====== GIVEN PASSAGE ======

Positives: Underrated running back with a complete game. Smart, instinctive, and displays outstanding vision. Patiently waits for blocks to develop, finds the running lanes, and consistently turns it upfield. Runs hard on the inside and keeps his feet moving. Picks up yardage off initial contact, drags defenders, and falls forward when tackled. Hits the hole with a burst and runs with authority.

Possesses sneaky straight-line speed and displays the ability to beat defenders into the open field. Picks his way through the trash on the inside, runs with good lean, and uses blocks everywhere on the field. Possesses short-area quickness with the ability to bounce around defenders and piles. Effective receiver out of the backfield who catches the ball like a wideout. Gives effort blocking and gets results.

Negatives: Not a quick or smooth cutback runner and loses momentum immediately after altering the angle of runs. Not a creative ball carrier who makes something out of nothing. Lacks true corner or perimeter speed.

Analysis: Strong was highly rated by scouts coming into the season and looked good in 2021 before turning in three outstanding Shrine Bowl practices. He possesses a complete game and enough skill to be a third running back at the next level.

======

# WORK INSTRUCTION A
Translate this sentence from the scouting report into Spanish: "Lacks true corner or perimeter speed."
# WORK INSTRUCTION B
Reproduce the part of the scouting report between "Negatives: Not a" and "or perimeter speed.", inclusive.

====== GIVEN DATA ======

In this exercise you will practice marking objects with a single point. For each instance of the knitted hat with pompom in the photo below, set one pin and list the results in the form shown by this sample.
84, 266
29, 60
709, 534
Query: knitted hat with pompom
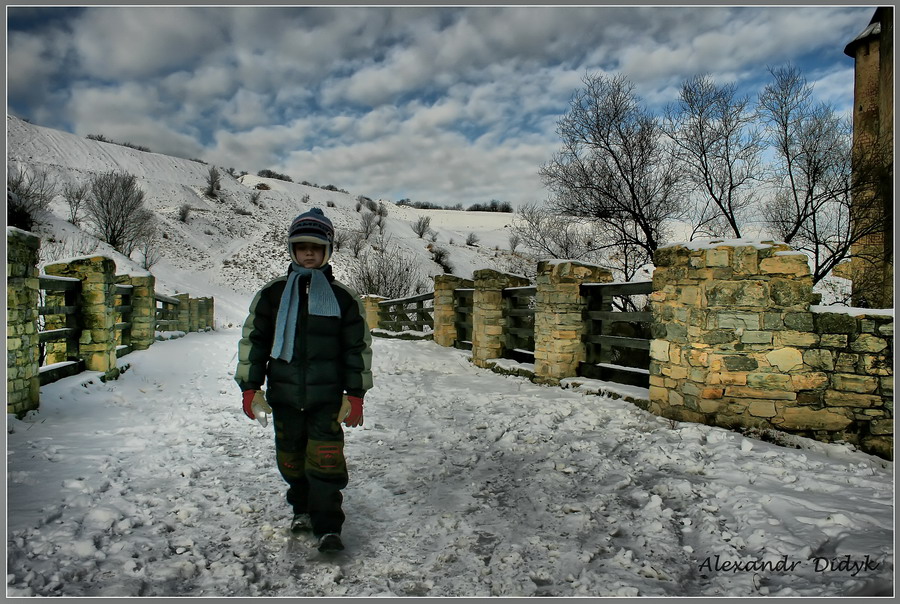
312, 227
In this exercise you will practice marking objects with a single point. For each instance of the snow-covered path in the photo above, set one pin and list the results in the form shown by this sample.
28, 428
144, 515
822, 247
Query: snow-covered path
463, 483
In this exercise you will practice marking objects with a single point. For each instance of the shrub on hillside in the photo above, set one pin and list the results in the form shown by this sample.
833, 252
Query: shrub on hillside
116, 209
275, 175
28, 195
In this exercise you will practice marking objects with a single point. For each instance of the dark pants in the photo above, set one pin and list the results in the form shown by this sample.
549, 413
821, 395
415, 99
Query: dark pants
309, 448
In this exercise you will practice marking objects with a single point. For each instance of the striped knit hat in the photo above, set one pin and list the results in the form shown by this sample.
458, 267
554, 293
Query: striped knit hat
312, 227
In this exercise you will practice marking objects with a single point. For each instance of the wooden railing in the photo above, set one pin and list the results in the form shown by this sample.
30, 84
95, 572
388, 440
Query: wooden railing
520, 311
405, 314
67, 290
617, 342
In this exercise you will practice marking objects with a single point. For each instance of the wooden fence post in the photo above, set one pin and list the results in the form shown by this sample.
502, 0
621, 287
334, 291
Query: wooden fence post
370, 303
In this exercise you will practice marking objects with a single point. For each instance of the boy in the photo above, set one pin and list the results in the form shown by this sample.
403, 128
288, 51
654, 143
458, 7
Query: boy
307, 339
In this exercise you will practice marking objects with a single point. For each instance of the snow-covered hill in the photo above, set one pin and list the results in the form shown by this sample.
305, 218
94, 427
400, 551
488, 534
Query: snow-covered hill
229, 247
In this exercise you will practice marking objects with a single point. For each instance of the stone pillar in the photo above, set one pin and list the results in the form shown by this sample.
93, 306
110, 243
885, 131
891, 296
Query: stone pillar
489, 313
211, 312
194, 304
445, 307
54, 352
22, 368
184, 312
728, 325
98, 338
370, 303
559, 321
143, 311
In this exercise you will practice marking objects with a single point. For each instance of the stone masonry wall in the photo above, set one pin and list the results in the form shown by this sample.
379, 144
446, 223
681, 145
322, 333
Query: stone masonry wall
559, 324
737, 344
488, 313
22, 377
445, 307
96, 316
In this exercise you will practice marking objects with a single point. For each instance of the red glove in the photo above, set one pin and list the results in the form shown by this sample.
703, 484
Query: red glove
248, 402
354, 417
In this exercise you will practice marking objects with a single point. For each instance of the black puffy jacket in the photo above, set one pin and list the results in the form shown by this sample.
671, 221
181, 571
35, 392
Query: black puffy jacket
331, 355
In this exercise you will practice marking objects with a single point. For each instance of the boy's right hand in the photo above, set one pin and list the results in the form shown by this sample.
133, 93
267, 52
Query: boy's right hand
248, 403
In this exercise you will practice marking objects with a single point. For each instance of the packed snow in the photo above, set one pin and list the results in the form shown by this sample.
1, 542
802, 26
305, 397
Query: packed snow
464, 483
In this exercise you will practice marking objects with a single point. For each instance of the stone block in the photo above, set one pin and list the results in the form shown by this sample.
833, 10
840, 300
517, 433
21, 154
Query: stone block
835, 398
659, 394
795, 264
876, 364
847, 382
756, 337
659, 350
882, 426
762, 409
809, 381
788, 293
770, 381
868, 343
711, 393
833, 340
807, 418
709, 405
799, 321
738, 293
819, 359
739, 363
800, 339
827, 322
749, 392
718, 257
719, 336
736, 320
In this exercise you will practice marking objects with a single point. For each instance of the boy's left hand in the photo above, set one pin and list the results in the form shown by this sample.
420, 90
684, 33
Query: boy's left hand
351, 411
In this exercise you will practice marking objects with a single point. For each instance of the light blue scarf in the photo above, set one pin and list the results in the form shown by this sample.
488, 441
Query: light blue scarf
321, 302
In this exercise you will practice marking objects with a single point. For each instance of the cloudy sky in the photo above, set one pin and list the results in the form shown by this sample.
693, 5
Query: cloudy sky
440, 104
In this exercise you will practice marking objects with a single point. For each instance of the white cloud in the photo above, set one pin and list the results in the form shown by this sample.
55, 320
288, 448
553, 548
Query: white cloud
246, 109
136, 42
447, 103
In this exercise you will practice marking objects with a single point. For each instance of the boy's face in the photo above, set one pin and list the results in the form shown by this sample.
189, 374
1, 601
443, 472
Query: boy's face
309, 255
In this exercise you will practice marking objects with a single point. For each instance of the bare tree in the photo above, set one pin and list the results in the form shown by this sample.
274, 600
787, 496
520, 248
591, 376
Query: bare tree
422, 226
75, 196
386, 271
29, 193
550, 234
115, 208
340, 238
716, 140
812, 177
614, 169
368, 224
357, 242
149, 251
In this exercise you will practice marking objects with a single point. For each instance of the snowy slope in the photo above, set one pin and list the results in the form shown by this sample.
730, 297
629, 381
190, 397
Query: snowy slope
463, 483
220, 251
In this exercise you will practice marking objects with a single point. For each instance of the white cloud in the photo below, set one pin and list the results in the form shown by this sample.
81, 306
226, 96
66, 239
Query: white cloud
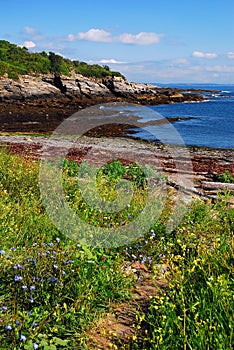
199, 54
230, 54
30, 30
97, 35
29, 44
142, 38
101, 35
220, 69
110, 61
180, 61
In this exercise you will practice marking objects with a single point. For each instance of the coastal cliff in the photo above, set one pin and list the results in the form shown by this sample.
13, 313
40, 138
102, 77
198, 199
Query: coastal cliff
76, 86
39, 103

======

# YOUR RESPONSE A
Carece de verdadera velocidad para llegar a la esquina o al perímetro.

# YOUR RESPONSE B
Negatives: Not a quick or smooth cutback runner and loses momentum immediately after altering the angle of runs. Not a creative ball carrier who makes something out of nothing. Lacks true corner or perimeter speed.